(Part of a data file)
————————
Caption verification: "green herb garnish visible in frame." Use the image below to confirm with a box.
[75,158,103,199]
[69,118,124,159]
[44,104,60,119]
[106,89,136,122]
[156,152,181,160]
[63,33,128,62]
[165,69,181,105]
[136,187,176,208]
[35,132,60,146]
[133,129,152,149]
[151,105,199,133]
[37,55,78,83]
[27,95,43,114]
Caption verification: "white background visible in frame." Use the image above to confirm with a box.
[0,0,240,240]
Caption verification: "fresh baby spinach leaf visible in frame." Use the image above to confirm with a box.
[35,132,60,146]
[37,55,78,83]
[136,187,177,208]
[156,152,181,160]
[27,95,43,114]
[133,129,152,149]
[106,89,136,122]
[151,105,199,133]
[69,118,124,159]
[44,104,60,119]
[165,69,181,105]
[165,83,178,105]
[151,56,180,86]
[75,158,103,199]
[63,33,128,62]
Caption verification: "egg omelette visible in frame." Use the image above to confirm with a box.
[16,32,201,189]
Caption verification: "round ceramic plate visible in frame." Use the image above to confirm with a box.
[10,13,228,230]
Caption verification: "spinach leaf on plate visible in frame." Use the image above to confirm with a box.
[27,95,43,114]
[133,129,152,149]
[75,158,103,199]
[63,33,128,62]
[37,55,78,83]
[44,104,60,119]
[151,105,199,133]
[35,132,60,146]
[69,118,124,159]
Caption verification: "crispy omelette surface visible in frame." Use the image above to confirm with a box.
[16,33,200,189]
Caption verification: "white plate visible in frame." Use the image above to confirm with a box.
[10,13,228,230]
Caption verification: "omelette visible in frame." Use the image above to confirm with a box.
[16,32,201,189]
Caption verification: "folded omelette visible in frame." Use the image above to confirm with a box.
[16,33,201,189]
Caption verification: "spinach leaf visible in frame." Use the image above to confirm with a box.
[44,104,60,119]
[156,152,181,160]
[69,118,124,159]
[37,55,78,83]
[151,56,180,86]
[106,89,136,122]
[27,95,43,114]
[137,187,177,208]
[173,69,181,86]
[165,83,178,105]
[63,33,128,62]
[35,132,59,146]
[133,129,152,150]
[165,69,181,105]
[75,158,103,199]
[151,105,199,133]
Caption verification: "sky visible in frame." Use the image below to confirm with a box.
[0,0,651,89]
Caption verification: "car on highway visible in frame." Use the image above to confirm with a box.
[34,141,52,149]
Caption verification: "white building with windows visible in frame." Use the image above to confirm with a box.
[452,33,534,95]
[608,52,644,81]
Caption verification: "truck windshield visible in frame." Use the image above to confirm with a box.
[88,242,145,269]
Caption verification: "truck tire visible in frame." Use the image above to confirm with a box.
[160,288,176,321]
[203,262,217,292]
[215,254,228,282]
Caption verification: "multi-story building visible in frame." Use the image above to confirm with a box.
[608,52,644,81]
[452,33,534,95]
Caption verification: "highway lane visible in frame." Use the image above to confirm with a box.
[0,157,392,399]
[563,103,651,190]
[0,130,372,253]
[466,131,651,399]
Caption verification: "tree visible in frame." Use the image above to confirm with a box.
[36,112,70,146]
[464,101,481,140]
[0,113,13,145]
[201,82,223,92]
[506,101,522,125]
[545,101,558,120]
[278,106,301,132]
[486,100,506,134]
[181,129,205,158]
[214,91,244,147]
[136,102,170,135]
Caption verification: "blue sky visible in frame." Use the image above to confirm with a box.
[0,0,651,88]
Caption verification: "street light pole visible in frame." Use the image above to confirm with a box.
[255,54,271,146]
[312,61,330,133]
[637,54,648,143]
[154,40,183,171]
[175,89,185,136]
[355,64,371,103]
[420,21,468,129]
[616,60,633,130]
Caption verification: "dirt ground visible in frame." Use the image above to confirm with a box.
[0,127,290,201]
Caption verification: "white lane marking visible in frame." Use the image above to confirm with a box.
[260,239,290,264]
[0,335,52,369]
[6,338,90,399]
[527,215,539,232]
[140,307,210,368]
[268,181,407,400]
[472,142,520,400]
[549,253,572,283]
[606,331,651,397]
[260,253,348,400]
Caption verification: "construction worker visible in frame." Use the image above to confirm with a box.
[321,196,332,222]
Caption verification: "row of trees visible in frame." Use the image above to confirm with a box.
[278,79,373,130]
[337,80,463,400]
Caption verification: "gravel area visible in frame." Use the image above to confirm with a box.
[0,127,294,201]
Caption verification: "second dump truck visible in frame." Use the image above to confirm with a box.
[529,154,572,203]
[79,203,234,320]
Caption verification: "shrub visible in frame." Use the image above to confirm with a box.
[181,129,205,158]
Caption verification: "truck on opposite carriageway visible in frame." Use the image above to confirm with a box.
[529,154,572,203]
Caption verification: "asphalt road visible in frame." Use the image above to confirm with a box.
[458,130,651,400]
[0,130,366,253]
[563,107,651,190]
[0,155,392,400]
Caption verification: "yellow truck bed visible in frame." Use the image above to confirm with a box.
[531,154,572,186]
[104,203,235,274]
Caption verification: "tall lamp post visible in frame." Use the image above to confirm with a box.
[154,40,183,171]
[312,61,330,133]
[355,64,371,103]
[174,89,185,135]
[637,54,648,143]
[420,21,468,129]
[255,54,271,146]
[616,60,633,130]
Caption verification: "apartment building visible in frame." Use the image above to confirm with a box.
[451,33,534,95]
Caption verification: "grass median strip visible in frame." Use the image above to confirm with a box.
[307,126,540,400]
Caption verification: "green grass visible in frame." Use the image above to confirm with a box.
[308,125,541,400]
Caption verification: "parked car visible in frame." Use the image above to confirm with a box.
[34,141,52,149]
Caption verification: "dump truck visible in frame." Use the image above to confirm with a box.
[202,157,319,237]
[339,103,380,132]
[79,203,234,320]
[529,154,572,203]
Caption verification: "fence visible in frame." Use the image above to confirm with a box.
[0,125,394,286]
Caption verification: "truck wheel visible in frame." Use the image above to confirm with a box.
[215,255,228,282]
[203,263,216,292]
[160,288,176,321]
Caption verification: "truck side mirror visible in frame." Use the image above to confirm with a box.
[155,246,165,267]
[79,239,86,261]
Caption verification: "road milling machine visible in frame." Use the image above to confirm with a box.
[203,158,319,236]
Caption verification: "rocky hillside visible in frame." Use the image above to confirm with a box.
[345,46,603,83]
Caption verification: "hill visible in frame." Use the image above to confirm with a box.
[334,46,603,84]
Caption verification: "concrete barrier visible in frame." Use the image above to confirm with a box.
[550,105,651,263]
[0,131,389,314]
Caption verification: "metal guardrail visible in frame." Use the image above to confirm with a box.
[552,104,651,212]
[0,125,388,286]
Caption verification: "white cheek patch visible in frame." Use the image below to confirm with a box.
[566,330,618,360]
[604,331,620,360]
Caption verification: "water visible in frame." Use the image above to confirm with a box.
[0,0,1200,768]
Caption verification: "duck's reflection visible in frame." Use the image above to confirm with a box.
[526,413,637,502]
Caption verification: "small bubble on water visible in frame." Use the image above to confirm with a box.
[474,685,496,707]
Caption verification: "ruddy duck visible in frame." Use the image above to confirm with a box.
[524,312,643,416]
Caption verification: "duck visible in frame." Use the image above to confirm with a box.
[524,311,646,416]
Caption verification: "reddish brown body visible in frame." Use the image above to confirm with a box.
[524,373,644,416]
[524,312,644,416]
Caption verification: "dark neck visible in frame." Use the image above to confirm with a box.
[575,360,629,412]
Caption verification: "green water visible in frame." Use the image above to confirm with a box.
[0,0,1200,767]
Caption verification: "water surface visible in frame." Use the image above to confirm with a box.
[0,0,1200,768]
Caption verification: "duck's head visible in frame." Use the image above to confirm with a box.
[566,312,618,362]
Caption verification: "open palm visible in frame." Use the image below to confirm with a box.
————————
OBJECTIVE: Repeat the lines of the listing above exactly, starting at the line that contains "truck bed visible" and ending at the line that contains "[104,203,235,274]".

FULL ANSWER:
Caption verification: "yellow truck bed visible in frame." Use the image above to confirm with a box.
[531,154,572,186]
[104,203,235,274]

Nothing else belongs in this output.